Your task » Show each line of the rows below that contains the word "woman", copying it in full.

Given information »
-------------------------
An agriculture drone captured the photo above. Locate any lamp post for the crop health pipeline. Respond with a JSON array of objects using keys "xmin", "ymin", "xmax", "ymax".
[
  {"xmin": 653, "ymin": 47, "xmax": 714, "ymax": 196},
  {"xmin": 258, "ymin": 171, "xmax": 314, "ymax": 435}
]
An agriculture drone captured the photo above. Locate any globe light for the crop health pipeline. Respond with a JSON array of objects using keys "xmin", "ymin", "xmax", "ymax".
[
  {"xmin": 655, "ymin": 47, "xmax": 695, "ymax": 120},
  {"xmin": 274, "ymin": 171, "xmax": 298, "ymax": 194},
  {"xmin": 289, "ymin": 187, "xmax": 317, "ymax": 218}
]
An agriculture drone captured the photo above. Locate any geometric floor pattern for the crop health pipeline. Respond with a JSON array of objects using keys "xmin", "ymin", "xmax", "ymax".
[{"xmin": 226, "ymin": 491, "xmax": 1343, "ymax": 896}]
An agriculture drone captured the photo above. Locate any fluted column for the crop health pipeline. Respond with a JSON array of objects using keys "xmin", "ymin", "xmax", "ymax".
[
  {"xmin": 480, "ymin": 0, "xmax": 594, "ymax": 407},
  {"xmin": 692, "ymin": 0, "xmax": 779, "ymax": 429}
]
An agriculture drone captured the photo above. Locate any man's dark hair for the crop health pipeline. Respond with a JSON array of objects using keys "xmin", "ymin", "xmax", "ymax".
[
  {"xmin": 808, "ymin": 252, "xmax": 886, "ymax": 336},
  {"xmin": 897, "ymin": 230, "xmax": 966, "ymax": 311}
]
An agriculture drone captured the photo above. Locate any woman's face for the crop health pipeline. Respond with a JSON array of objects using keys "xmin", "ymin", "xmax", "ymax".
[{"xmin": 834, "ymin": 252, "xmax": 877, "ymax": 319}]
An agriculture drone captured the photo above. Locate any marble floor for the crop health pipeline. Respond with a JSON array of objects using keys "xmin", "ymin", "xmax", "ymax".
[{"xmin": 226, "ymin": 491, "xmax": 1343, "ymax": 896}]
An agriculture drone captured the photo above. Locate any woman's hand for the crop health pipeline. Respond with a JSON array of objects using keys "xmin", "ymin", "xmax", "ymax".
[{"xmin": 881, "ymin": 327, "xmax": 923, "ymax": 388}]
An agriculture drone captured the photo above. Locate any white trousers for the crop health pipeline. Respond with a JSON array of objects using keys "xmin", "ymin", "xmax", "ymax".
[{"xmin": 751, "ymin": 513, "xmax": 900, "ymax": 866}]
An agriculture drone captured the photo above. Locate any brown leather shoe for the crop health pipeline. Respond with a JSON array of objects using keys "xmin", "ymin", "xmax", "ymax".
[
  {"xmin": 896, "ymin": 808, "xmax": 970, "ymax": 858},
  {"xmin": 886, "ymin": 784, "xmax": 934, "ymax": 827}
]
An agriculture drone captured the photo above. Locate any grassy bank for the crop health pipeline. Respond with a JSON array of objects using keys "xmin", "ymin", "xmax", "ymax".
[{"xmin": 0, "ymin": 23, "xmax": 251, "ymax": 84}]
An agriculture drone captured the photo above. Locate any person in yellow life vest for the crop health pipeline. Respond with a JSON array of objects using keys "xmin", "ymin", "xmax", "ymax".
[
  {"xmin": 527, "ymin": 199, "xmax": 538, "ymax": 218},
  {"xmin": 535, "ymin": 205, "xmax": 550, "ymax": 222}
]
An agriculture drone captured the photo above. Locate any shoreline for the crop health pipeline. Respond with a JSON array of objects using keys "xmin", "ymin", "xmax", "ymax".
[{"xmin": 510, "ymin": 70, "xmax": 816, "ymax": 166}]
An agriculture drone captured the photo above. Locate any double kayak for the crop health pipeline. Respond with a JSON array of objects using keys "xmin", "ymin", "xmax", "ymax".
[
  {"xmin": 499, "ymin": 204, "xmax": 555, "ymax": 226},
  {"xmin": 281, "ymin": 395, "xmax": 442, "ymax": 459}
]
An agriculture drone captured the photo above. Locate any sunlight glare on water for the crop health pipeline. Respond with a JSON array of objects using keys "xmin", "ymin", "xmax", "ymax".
-------------------------
Full answer »
An agriculture drone captured the photo above. Locate any woman's face for the crop health pipeline. Respond with a JSON array of objects using keys "xmin", "ymin", "xmax", "ymax".
An agriculture drone captured the photo above. Locate any woman's hand for the crop health pipeline. Respond with a JSON array of objects using keys "xmin", "ymin", "xmax", "ymax".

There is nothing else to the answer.